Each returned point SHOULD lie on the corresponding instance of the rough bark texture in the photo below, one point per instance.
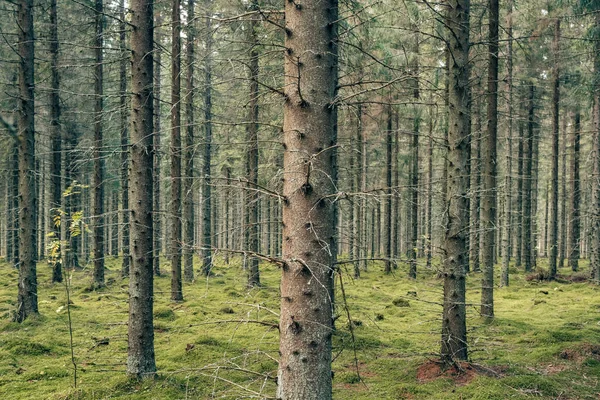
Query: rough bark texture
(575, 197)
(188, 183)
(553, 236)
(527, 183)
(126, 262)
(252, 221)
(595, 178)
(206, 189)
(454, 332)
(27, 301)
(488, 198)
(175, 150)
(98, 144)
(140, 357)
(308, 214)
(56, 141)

...

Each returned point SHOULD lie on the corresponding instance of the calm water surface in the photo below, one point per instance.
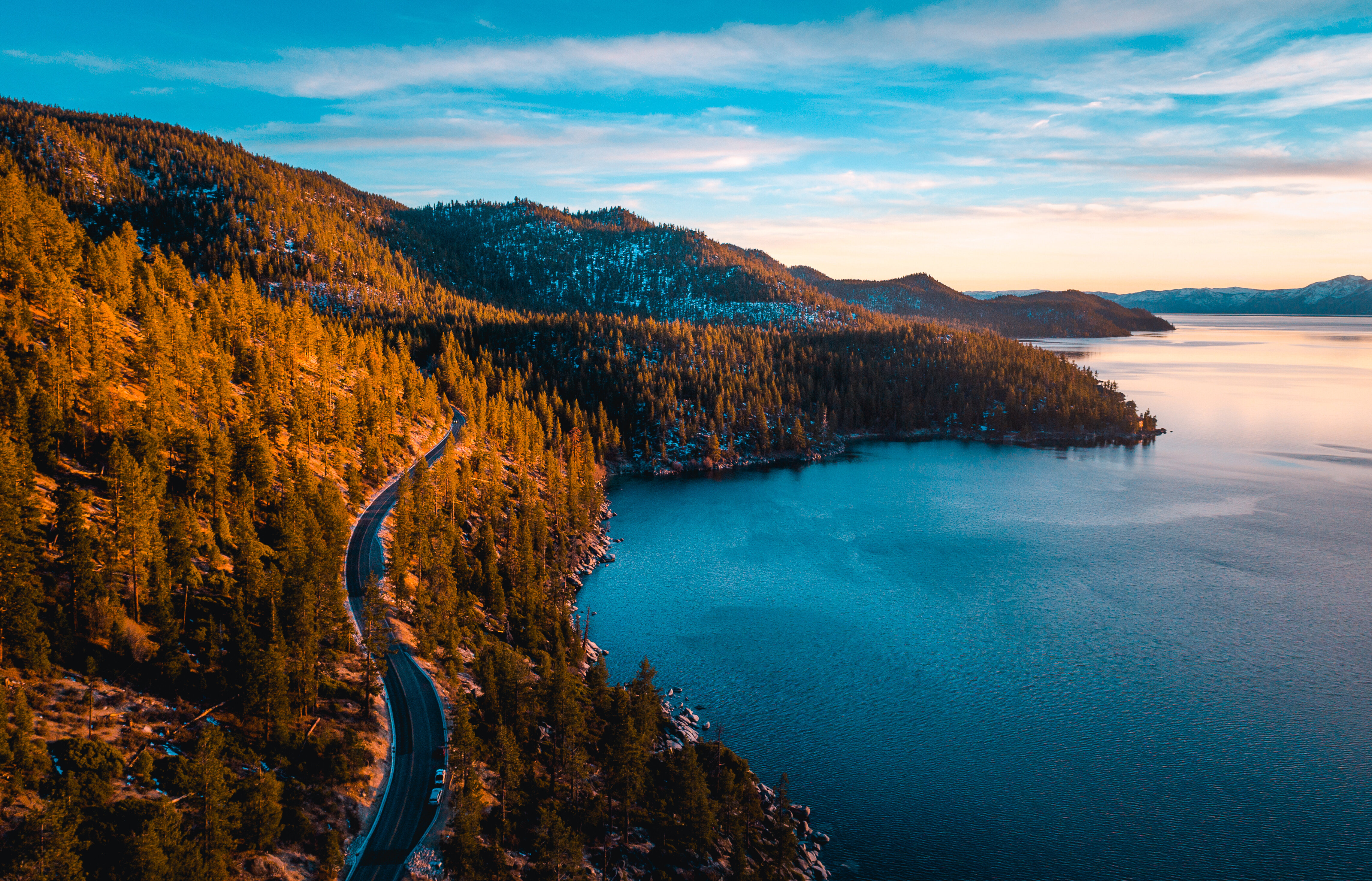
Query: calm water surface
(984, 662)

* _YOUR INSTRUCTIONS_:
Which lines in the data above contain the string "Query"? Select each one and copy it in full. Letter case matters when matching.

* _REPLY_:
Query: rough bark texture
Query: calm water surface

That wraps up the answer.